== Records for this exercise
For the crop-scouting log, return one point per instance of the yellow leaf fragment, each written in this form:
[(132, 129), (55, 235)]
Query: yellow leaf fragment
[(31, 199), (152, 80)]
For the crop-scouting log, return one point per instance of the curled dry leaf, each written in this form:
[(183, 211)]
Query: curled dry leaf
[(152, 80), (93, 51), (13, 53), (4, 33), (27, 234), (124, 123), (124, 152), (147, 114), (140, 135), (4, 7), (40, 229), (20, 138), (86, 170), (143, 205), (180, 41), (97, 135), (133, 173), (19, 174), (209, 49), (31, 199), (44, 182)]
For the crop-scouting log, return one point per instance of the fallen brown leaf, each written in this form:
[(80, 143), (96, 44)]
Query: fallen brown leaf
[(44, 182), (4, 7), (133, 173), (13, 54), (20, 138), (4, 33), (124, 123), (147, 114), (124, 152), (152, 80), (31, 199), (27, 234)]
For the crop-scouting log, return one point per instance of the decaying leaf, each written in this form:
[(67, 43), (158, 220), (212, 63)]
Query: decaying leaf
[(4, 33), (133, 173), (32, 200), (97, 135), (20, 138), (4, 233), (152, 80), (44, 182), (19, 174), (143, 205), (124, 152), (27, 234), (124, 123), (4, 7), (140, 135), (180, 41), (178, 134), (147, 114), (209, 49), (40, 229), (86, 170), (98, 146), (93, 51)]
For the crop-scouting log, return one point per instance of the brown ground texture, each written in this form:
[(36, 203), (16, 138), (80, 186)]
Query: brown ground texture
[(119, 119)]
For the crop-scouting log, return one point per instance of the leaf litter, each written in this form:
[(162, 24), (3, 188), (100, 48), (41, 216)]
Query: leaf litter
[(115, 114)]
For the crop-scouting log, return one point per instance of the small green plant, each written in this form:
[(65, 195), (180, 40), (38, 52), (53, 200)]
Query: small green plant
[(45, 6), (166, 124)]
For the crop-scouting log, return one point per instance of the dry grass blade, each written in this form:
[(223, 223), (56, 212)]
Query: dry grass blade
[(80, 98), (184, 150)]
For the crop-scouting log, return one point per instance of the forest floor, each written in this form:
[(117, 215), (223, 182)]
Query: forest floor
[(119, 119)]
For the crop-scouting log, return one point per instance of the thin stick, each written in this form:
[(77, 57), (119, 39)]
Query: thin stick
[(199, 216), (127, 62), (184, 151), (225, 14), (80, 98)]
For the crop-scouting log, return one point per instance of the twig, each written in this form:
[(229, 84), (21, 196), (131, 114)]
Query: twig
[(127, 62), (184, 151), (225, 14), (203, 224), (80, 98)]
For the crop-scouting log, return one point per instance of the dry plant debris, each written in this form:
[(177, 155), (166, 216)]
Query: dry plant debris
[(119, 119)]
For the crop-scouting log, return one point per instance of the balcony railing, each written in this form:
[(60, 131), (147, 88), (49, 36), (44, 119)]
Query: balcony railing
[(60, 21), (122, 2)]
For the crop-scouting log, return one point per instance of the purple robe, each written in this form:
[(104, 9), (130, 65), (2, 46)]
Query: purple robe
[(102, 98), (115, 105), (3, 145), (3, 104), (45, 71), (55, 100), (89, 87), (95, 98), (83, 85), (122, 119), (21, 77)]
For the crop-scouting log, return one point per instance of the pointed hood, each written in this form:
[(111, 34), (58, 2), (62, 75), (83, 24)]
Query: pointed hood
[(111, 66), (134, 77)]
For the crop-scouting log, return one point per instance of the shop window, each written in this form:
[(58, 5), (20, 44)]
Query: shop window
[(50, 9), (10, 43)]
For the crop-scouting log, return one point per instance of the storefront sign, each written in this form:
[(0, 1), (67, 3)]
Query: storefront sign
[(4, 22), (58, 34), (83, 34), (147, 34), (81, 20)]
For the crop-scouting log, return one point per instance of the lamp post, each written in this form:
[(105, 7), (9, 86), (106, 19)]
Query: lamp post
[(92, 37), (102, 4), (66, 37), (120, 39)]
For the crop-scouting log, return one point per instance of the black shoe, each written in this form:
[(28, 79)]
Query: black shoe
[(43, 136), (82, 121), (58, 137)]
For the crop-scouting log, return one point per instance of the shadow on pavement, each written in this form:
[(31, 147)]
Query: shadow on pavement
====
Copy the whole listing above again, replacing every occurrence of "crop-scouting log" with "field survey sheet" and leaving everything else unchanged.

▶ [Exercise response]
For the field survey sheet, return one point per instance of the yellow leaf fragment, each written in this form:
[(132, 129), (55, 235)]
Query: yellow leaf fragment
[(31, 199), (152, 80)]
For the field survey sheet, return one point per instance of the curled dry leaf, each written in this form:
[(183, 211)]
Query: curled dry leaf
[(152, 80), (93, 51), (13, 53), (4, 33), (27, 234), (124, 123), (124, 152), (147, 114), (140, 135), (4, 7), (40, 229), (20, 138), (86, 170), (143, 205), (180, 41), (97, 135), (133, 173), (19, 174), (209, 49), (31, 199), (44, 182)]
For the field survey sheet, return one point per instance of the fallen brown leaf, each written in this form:
[(80, 143), (96, 44)]
Query: fallen brown leaf
[(44, 182), (4, 7), (133, 173), (13, 54), (20, 138), (4, 33), (124, 123), (147, 114), (124, 152), (152, 80), (31, 199), (27, 234)]
For the field survey sheet, return one point per instance of the decaying leaf, each written in this form:
[(67, 43), (158, 220), (212, 63)]
Query: decaying leaf
[(4, 33), (133, 173), (32, 200), (97, 135), (20, 138), (4, 233), (152, 80), (44, 182), (19, 174), (143, 205), (124, 152), (27, 234), (124, 123), (4, 7), (140, 135), (180, 41), (178, 134), (147, 114), (209, 49), (40, 229), (86, 170), (98, 146), (93, 51)]
For the field survey sheet, return one point per instance of the brown ground texture, each written in this form:
[(36, 203), (16, 138), (80, 186)]
Query: brown ground texture
[(119, 119)]
For the field survey sheet, return one point per instance of the leaf litter, each written in this form:
[(162, 24), (3, 188), (100, 48), (41, 216)]
Query: leaf litter
[(115, 114)]
For the field survey sheet, return one point per instance of the small green plant, each written in this form:
[(65, 195), (180, 40), (38, 52), (53, 200)]
Query: small green plant
[(45, 6), (166, 124)]
For the field survey sheet, return one point per instance of the dry grass blade, each written in this form:
[(223, 223), (56, 212)]
Query: dry grass blade
[(80, 98), (184, 150)]
For the field survey sheet, return one point per instance of the forest floor, each written in this form:
[(117, 215), (223, 182)]
Query: forest floor
[(119, 119)]
For the field survey sheet, return one point per instance of the thin stick, each written in this form:
[(77, 57), (119, 39)]
Query: thin stick
[(199, 216), (127, 62), (184, 151), (225, 14), (80, 98)]
For the field survey sheet, return one point per instance of the twig, each written in this form:
[(229, 84), (21, 196), (131, 114)]
Query: twig
[(127, 62), (184, 151), (225, 14), (203, 224), (80, 98)]
For the field survey sheet, return one point per instance of the dry plant debris, each written in this form:
[(177, 155), (166, 216)]
Query: dry plant debris
[(119, 119)]
For the field survey sheet, return one point per instance of the balcony railing, each written in this form:
[(60, 131), (147, 88), (49, 36), (44, 119)]
Query: balcony railing
[(60, 21), (122, 2)]
For the field survey sheet, return one point per instance of the purple robe, each written in this form:
[(104, 9), (130, 65), (2, 46)]
Query: purple robe
[(102, 98), (115, 105), (3, 145), (3, 104), (45, 71), (55, 100), (89, 87), (95, 98), (83, 85), (122, 119), (21, 77)]
For the field survey sheet, return one point per instance of the pointed hood, each written in this form:
[(111, 34), (58, 2), (62, 75), (83, 24)]
Query: pointed hood
[(111, 66), (134, 77)]
For the field survey sheet, return one point per instance of the shop window, each written in this form:
[(58, 5), (20, 44)]
Query: shop window
[(50, 9), (10, 43)]
For the field survey sheet, return one point per instance of the storefront sign, each written in this form:
[(0, 1), (67, 3)]
Query: storefront sign
[(4, 22), (58, 34), (83, 34), (147, 34), (81, 20)]
For the field survey sheet, return one point per instance of the lamp post, each written in this form:
[(105, 7), (9, 86), (106, 19)]
Query: lamp post
[(92, 37), (102, 4), (66, 37), (120, 39)]
For the field survey sheet, return one point per instance of the black shoe, each written in this form:
[(28, 79)]
Query: black shoe
[(43, 136), (82, 121), (58, 137)]
For the field survey sheet, return one point per instance of the shadow on pavement, each written in this form:
[(31, 147)]
Query: shadow on pavement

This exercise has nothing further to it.